-- TASK INPUTS start --
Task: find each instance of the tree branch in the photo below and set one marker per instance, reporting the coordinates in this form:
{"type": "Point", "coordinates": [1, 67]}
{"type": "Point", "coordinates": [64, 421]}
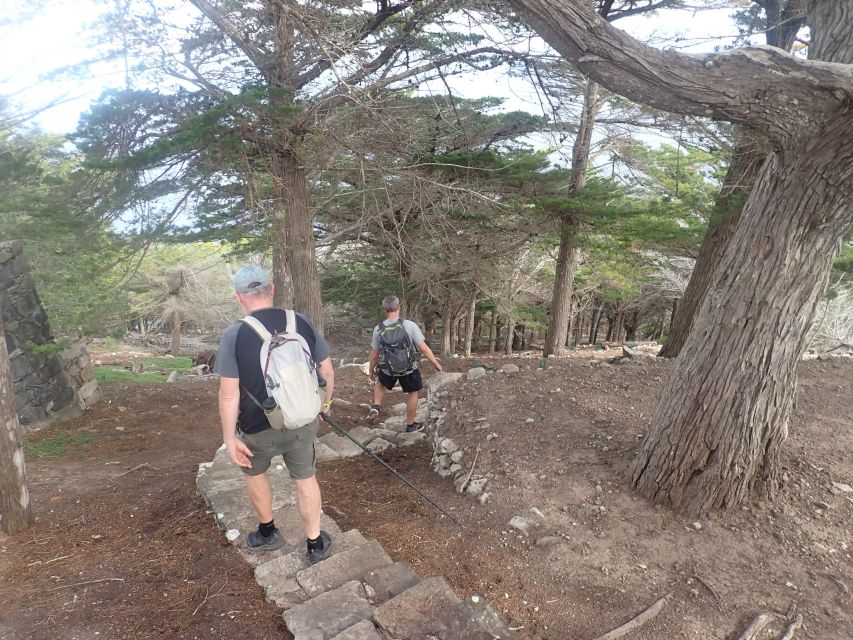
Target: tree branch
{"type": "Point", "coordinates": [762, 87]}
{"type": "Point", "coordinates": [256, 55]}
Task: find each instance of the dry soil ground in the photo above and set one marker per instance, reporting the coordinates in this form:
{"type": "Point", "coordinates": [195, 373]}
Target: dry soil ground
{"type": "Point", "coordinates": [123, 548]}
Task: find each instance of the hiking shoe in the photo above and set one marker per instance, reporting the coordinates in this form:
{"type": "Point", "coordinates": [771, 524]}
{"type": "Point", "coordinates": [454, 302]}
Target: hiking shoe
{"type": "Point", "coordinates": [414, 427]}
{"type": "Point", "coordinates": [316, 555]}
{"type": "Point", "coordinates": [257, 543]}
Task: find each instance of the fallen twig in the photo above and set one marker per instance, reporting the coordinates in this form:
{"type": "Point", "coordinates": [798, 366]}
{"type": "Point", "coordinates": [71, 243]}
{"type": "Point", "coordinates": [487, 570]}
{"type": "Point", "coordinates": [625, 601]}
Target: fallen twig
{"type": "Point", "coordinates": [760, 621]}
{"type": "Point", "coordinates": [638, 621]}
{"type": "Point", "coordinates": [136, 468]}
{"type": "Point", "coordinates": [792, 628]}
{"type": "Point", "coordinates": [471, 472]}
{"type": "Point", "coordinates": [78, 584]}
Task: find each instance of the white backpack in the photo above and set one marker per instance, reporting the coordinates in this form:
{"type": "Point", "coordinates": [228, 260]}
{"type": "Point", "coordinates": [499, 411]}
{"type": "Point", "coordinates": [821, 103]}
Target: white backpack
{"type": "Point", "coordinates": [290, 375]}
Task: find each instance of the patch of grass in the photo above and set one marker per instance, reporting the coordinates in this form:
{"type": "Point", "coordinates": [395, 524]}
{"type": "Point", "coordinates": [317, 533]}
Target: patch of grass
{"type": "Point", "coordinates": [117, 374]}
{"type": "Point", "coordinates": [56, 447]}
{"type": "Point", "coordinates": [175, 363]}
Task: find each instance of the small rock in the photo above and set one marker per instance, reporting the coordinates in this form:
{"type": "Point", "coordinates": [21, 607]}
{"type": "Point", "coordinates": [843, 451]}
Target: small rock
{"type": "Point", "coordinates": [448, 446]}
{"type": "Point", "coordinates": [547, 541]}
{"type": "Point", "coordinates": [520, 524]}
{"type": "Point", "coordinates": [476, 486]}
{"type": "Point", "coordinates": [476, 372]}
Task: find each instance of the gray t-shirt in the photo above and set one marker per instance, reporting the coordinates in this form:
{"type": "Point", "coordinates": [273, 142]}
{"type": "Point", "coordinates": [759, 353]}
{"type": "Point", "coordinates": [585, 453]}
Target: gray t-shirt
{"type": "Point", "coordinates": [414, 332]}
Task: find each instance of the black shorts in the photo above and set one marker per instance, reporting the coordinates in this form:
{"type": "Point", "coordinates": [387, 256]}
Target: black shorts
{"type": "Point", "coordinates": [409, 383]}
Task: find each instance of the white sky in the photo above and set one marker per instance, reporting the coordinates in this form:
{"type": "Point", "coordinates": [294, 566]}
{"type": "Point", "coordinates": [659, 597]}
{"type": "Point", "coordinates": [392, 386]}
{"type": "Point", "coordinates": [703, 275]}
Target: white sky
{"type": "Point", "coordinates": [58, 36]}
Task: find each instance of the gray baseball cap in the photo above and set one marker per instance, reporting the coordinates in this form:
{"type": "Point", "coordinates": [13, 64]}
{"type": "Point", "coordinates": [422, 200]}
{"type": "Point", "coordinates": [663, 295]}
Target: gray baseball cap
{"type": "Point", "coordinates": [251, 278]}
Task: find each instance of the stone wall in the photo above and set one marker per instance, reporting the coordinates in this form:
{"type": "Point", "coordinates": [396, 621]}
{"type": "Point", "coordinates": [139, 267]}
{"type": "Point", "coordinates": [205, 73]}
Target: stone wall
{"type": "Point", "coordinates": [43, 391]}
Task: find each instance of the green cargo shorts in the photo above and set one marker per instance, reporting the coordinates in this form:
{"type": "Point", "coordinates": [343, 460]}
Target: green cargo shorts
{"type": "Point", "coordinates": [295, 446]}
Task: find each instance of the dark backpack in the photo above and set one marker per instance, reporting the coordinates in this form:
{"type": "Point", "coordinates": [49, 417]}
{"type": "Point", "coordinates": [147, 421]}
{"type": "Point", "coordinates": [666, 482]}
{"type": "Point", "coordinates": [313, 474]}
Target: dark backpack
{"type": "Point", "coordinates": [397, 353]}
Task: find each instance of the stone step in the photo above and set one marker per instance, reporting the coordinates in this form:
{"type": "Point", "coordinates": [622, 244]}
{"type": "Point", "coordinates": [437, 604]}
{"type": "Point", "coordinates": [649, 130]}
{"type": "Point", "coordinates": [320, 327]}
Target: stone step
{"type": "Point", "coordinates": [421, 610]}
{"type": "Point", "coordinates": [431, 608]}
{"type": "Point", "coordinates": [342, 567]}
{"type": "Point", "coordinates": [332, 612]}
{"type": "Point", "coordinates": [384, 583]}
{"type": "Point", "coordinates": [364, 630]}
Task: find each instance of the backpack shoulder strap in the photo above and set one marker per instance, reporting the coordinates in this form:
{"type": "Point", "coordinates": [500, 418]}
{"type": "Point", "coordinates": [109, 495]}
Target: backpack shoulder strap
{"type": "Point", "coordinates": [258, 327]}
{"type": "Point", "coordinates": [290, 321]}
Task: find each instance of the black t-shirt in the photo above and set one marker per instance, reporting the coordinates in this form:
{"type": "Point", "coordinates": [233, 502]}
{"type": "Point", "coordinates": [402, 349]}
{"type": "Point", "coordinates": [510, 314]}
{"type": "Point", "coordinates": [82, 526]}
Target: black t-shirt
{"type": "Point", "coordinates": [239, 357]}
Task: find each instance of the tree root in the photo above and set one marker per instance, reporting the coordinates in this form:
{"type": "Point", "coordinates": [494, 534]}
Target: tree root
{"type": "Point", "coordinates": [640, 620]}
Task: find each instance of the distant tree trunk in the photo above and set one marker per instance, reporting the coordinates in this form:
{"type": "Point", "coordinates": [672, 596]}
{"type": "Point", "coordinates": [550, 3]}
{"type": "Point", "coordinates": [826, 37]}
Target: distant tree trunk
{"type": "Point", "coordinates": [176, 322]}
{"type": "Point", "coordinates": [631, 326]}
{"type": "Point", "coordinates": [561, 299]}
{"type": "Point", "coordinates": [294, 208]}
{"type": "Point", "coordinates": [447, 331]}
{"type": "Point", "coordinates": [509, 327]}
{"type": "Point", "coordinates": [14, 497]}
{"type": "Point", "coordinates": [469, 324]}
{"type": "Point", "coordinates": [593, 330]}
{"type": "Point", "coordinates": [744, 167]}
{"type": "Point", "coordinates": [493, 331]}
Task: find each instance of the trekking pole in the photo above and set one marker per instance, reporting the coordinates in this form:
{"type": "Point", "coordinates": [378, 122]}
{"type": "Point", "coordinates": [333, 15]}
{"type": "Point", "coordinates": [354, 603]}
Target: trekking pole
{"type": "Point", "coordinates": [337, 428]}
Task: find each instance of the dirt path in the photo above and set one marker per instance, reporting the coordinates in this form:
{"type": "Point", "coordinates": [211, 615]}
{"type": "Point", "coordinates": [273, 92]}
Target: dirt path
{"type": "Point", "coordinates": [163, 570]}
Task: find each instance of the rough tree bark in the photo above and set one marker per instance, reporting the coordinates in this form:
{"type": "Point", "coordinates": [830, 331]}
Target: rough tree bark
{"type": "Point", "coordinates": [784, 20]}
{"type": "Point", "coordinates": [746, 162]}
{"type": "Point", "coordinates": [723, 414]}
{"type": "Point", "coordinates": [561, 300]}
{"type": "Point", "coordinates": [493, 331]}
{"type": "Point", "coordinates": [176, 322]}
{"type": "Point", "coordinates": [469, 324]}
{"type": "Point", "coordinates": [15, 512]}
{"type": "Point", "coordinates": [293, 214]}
-- TASK INPUTS end --
-- TASK INPUTS start --
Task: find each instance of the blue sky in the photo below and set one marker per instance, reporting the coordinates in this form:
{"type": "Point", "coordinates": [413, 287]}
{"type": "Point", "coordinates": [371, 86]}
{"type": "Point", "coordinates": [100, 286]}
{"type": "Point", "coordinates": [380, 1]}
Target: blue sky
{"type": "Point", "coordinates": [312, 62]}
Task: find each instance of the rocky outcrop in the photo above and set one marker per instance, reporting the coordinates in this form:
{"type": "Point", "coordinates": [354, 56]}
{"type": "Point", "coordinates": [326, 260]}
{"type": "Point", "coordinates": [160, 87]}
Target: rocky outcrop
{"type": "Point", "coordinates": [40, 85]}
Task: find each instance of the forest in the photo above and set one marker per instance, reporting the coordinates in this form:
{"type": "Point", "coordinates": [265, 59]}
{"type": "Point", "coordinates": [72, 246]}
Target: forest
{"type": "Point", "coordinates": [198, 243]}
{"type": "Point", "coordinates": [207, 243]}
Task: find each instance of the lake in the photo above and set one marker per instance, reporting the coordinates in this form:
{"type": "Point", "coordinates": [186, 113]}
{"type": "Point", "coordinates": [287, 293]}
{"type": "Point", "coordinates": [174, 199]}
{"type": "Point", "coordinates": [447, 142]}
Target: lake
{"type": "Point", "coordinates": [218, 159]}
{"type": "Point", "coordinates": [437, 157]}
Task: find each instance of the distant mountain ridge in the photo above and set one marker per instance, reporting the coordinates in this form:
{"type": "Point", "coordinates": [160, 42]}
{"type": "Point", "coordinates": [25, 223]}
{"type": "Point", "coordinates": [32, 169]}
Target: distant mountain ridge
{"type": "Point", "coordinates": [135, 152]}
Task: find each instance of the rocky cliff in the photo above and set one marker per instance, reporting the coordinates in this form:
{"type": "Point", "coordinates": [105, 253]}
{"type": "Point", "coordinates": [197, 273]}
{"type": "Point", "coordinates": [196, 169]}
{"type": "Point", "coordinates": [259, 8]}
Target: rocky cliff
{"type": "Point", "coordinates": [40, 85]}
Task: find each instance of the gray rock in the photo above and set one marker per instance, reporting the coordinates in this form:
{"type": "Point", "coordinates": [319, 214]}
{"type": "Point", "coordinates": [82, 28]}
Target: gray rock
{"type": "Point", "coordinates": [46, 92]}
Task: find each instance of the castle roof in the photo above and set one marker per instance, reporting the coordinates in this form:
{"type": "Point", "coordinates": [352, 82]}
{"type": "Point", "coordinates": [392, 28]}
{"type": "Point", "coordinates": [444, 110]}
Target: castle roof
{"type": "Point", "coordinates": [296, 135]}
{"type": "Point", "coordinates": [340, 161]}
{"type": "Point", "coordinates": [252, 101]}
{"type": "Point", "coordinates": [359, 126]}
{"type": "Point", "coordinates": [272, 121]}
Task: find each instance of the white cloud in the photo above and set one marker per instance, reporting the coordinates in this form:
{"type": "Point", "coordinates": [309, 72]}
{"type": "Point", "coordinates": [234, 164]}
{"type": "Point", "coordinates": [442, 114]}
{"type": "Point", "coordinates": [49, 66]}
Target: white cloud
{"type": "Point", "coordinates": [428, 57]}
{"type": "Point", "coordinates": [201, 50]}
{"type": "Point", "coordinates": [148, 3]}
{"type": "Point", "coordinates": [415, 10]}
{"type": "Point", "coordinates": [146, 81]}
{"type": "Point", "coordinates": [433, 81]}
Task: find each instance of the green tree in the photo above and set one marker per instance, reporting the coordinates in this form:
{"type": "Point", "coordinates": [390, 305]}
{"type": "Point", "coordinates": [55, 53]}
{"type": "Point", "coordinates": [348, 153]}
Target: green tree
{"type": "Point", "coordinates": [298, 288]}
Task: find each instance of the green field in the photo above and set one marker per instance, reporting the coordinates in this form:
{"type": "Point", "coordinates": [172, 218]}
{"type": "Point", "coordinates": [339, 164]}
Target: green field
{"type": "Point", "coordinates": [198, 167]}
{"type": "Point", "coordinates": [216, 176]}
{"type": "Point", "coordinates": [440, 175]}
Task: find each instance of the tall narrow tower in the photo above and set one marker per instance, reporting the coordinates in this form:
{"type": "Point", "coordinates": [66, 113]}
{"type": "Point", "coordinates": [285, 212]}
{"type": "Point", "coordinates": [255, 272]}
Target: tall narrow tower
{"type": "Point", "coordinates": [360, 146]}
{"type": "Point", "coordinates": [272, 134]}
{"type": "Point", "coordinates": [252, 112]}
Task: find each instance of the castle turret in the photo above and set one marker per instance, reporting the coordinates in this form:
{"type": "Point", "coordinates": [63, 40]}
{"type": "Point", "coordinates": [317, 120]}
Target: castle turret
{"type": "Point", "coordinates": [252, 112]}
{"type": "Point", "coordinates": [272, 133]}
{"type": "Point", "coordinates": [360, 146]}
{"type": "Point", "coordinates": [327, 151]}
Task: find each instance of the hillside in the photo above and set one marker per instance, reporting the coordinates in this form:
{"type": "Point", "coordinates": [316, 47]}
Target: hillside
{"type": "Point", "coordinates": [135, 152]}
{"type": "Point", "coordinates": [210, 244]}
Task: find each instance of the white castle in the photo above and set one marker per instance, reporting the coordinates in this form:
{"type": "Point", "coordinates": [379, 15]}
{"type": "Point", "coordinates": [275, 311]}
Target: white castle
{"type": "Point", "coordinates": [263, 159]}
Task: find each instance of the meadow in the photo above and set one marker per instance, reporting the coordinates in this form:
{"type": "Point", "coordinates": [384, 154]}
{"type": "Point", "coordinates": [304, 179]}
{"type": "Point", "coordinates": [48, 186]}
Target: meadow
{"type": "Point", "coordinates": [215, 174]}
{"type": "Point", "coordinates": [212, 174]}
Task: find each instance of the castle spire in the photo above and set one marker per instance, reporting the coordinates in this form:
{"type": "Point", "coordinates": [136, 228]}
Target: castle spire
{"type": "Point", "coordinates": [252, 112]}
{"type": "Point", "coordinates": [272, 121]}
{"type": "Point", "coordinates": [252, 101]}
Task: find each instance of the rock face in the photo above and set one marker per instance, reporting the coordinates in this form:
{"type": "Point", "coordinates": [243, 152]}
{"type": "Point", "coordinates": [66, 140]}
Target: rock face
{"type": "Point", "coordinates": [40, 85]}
-- TASK INPUTS end --
-- TASK INPUTS start --
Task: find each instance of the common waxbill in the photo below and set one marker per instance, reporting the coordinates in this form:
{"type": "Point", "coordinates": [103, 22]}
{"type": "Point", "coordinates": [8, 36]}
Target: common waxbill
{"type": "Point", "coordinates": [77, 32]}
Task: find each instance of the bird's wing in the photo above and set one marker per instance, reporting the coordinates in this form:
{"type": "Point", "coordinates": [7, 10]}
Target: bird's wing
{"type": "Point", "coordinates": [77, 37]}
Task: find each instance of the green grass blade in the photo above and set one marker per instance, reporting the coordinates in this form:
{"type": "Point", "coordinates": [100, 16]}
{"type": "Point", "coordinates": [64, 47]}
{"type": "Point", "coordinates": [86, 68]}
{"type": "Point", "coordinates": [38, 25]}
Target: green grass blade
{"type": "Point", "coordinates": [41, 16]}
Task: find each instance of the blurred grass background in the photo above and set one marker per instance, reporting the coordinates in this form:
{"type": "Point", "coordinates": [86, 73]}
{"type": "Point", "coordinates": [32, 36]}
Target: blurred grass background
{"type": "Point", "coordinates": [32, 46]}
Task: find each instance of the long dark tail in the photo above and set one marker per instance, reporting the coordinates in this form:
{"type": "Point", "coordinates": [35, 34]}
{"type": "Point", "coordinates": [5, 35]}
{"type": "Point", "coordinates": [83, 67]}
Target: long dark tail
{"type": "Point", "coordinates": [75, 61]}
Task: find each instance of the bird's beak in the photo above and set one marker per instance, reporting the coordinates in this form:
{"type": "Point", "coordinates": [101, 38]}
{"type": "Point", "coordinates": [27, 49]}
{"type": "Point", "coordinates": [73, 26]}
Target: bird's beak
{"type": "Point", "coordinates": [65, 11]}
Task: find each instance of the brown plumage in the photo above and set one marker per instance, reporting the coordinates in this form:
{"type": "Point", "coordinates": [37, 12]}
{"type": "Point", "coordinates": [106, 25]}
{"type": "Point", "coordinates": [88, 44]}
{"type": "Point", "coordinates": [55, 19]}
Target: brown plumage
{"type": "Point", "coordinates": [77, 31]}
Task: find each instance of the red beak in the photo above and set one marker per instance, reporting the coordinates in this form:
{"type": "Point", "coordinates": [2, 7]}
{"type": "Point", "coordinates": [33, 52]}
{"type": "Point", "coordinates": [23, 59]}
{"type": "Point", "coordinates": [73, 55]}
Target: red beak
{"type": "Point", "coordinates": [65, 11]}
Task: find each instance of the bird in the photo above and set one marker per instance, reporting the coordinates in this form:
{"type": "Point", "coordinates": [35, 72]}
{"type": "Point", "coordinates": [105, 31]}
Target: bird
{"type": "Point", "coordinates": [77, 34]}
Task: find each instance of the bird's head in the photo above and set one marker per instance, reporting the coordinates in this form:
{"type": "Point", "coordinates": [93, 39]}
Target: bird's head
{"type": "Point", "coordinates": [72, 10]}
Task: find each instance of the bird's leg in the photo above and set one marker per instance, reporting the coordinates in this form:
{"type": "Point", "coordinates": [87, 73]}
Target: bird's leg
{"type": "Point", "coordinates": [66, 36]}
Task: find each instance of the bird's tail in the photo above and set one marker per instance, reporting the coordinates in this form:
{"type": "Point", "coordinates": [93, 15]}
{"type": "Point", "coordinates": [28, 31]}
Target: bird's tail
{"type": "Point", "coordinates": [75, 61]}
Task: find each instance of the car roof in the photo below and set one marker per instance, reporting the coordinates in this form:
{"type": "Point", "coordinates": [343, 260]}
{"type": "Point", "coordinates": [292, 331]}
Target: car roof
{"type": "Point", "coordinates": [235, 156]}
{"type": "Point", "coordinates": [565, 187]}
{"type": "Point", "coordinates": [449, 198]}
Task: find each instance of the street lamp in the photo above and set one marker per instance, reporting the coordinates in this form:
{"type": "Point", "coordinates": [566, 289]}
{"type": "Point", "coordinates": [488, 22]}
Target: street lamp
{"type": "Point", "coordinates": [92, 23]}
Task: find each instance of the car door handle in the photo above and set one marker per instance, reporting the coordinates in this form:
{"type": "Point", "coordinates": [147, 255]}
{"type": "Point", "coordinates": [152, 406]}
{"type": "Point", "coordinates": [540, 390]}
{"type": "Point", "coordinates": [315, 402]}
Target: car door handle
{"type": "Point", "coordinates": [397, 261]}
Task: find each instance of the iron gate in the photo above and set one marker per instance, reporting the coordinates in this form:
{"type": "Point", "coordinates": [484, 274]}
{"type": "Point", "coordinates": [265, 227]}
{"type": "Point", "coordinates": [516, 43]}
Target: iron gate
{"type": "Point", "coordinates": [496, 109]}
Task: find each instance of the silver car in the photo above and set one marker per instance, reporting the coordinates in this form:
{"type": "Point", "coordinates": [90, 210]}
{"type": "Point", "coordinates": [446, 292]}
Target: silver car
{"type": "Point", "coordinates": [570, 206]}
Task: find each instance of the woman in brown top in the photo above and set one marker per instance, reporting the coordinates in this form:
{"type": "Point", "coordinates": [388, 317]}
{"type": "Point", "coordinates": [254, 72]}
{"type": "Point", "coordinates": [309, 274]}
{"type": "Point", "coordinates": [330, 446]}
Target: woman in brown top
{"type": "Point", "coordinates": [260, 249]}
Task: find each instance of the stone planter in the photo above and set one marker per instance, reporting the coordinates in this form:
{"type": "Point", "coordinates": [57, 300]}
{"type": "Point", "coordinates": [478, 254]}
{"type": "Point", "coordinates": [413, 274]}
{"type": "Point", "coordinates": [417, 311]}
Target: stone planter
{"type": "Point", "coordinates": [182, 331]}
-- TASK INPUTS end --
*SET TASK*
List every line in the records above that contains the string "hiking", copying each line in full. Case counts.

*TASK RESPONSE*
Task: find each instance of the hiking shoe in the photo above and set one marker per instance, reporting the coordinates in this form:
Target: hiking shoe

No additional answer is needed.